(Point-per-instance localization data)
····················

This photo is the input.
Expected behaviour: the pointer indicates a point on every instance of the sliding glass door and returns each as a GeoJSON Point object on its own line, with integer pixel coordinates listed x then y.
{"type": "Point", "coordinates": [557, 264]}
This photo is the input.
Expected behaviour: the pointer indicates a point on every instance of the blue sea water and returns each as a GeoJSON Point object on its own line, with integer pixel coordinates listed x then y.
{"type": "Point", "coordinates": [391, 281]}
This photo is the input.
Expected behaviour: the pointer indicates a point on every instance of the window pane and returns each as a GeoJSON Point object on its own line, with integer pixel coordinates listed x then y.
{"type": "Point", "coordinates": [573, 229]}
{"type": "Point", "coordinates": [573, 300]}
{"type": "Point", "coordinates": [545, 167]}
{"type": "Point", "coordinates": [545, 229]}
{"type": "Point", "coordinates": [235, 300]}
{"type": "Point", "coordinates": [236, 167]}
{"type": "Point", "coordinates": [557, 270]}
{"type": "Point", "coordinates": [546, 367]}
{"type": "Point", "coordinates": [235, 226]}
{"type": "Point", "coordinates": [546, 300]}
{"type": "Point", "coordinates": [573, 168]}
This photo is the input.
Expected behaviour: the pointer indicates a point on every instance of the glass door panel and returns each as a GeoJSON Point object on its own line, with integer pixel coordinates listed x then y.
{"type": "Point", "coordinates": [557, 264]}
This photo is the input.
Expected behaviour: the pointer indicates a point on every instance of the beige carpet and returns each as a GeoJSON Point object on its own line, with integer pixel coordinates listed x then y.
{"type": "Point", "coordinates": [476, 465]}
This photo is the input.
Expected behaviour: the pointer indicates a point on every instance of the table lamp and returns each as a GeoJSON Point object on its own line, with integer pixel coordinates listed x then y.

····················

- **Work task**:
Keeping every word and mark as it is, print the entries above.

- **Task result**:
This photo is the input.
Expected behaviour: the pointer indicates a point on every instance of the sliding glass door and returns each as a GeoJSON Point object on its own line, with integer pixel coordinates listed x then y.
{"type": "Point", "coordinates": [557, 264]}
This photo is the input.
Expected behaviour: the pointer indicates a point on every instance of the blue sea water and returns each as a GeoJSON Point object on its own line, with integer pixel coordinates listed x then y.
{"type": "Point", "coordinates": [391, 281]}
This photo is the input.
Expected behaviour: the pointer indicates a point on every instance of the window pane and returns each as a GeoJSON Point object on its own line, with integer pixel coordinates listed x then y.
{"type": "Point", "coordinates": [573, 229]}
{"type": "Point", "coordinates": [573, 300]}
{"type": "Point", "coordinates": [545, 167]}
{"type": "Point", "coordinates": [545, 229]}
{"type": "Point", "coordinates": [235, 300]}
{"type": "Point", "coordinates": [236, 167]}
{"type": "Point", "coordinates": [557, 270]}
{"type": "Point", "coordinates": [546, 367]}
{"type": "Point", "coordinates": [235, 226]}
{"type": "Point", "coordinates": [546, 300]}
{"type": "Point", "coordinates": [573, 168]}
This photo is the input.
Expected behaviour: the pointer indicates a point on every instance of the glass door panel and returns each as a GeoJSON Point object on its own line, with integer pixel coordinates listed x then y.
{"type": "Point", "coordinates": [557, 264]}
This photo is the input.
Expected behaviour: the pointer indicates a point on every instance of the beige carpet and returns each as a GeoJSON Point object on its own line, with integer pixel coordinates listed x then y.
{"type": "Point", "coordinates": [476, 465]}
This photo is the input.
Expected behaviour: the pointer indicates a point on every instance of the table lamp and returns each as a GeoJSON Point object on its own line, with integer pixel coordinates listed x then y.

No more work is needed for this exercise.